───── Extract
When the plug 14 is released by the plug release tool 12, the plug can be conveyed by the fluid flow 18 into sealing engagement with the seat 30, which is formed in the sliding sleeve 34 in this example. This sealing engagement prevents the fluid flow 18 from passing through the operational flow passage 24 and, thus, causes the vibrations to cease being produced by the vibratory device 28. In addition, the sleeve 34 will displace to a position in which the fluid flow 18 is permitted to pass through the bypass flow passage 26.

The vibratory tool 22 and vibratory device 28 in the FIG. 2B example may be similar to those described in U.S. Pat. No. 9,181,767, which is incorporated herein by this reference in its entirety for all purposes. Other types of vibratory tools and vibratory devices may be used in keeping with the scope of this disclosure.

In FIGS. 3-5, an example of the downhole plug release tool 12 is representatively illustrated. In this example, the plug 14 is released from the plug release tool 12 in response to a combination of a change in orientation of the plug release tool and a change in the fluid flow 18 through the plug release tool.

As depicted in FIG. 3, the plug release tool 12 is in an inclined or generally horizontal orientation. The plug 14 is engaged with a seat 36 formed in an insert 38 secured in an outer housing 40. Multiple flow passages 42, 44 extend longitudinally through the insert 38 and form portions of the flow passage 16, which extends longitudinally through the outer housing 40.

The flow passage 42 is centrally located in the insert 38. The fluid flow 18 causes a pressure differential to be created across the plug 14 when it is engaged with the seat 36. In this manner, the plug 14 is maintained in engagement with the seat 36, even though the plug release tool 12 is in an inclined or horizontal orientation.
──────────
### Task requirements
A: Quote the stretch of the plug release tool excerpt from "As depicted in" through "the outer housing 40.".
B: According to the plug release tool excerpt, which patent describes a vibratory tool and vibratory device that may be similar to those in the FIG. 2B example?
The records below come from a separate, unrelated source.
───── Given data
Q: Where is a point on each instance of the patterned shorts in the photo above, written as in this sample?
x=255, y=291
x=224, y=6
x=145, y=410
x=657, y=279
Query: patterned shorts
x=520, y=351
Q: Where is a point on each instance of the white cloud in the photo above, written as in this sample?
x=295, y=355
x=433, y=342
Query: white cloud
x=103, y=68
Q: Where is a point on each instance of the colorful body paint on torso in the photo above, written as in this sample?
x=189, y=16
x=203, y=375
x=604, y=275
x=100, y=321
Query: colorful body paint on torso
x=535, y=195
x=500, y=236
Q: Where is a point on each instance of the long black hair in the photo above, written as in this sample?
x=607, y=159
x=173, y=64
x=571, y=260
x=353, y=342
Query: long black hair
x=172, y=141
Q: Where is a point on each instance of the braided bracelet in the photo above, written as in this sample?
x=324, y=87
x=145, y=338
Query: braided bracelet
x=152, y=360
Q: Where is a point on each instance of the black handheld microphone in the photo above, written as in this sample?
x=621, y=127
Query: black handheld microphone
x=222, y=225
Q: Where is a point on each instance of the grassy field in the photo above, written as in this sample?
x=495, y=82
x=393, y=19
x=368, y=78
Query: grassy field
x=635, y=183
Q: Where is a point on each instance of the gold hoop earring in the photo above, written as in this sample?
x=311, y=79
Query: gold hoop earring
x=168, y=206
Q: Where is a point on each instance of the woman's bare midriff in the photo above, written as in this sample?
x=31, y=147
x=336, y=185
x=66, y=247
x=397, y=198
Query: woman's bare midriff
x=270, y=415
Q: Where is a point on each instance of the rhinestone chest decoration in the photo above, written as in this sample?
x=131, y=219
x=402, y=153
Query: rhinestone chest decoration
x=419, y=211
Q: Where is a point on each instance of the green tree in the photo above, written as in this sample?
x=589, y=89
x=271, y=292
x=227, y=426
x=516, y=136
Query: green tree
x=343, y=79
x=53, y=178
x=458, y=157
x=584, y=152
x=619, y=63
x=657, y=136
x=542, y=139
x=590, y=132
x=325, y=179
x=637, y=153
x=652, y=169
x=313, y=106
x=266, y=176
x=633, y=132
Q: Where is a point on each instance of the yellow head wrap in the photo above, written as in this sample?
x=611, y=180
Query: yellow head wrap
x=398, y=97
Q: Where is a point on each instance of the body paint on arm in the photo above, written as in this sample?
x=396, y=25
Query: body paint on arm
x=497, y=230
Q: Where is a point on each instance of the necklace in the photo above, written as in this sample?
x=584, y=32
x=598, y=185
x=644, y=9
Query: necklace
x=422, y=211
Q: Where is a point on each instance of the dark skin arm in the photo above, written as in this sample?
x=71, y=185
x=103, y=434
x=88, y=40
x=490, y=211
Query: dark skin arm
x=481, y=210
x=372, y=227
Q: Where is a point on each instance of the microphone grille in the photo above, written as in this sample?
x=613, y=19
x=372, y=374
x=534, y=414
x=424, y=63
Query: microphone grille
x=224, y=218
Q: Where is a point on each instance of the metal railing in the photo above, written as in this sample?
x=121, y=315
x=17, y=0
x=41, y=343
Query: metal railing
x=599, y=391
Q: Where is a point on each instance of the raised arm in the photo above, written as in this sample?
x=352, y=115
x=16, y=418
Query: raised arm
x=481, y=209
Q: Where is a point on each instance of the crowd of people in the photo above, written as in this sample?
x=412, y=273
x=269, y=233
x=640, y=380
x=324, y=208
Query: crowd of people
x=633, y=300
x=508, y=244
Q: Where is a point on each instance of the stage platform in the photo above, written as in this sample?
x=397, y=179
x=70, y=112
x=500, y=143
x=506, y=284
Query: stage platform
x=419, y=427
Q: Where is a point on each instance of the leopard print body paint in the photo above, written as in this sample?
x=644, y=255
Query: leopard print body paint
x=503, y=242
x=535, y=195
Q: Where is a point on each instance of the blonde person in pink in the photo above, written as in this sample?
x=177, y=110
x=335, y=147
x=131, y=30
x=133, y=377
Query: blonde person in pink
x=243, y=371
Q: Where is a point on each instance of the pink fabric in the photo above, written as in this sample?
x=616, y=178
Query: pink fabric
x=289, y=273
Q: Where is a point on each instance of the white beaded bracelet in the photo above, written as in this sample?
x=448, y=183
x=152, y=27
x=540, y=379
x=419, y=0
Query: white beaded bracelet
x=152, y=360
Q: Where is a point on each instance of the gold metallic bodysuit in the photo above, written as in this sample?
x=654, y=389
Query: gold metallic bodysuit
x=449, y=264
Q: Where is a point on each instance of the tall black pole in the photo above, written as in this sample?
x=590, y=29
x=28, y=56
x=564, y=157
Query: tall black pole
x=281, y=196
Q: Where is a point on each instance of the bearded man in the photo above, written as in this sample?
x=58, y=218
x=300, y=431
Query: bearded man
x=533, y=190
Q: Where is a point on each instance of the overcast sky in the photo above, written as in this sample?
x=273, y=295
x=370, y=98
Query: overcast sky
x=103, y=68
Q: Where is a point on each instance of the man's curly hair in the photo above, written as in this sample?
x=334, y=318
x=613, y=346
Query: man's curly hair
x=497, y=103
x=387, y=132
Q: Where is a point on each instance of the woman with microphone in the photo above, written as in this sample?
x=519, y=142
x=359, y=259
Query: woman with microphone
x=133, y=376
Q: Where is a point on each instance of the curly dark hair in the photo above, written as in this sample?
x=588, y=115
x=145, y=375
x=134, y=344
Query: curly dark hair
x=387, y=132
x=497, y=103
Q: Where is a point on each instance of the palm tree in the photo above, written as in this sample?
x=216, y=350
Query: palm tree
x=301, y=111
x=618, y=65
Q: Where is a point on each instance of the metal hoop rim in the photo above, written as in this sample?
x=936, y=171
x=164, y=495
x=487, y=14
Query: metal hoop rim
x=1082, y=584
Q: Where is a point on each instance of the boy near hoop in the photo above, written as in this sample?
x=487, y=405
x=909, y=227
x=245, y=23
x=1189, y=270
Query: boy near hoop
──────────
### Task-by-task answers
A:
As depicted in FIG. 3, the plug release tool 12 is in an inclined or generally horizontal orientation. The plug 14 is engaged with a seat 36 formed in an insert 38 secured in an outer housing 40. Multiple flow passages 42, 44 extend longitudinally through the insert 38 and form portions of the flow passage 16, which extends longitudinally through the outer housing 40.

B: U.S. Pat. No. 9,181,767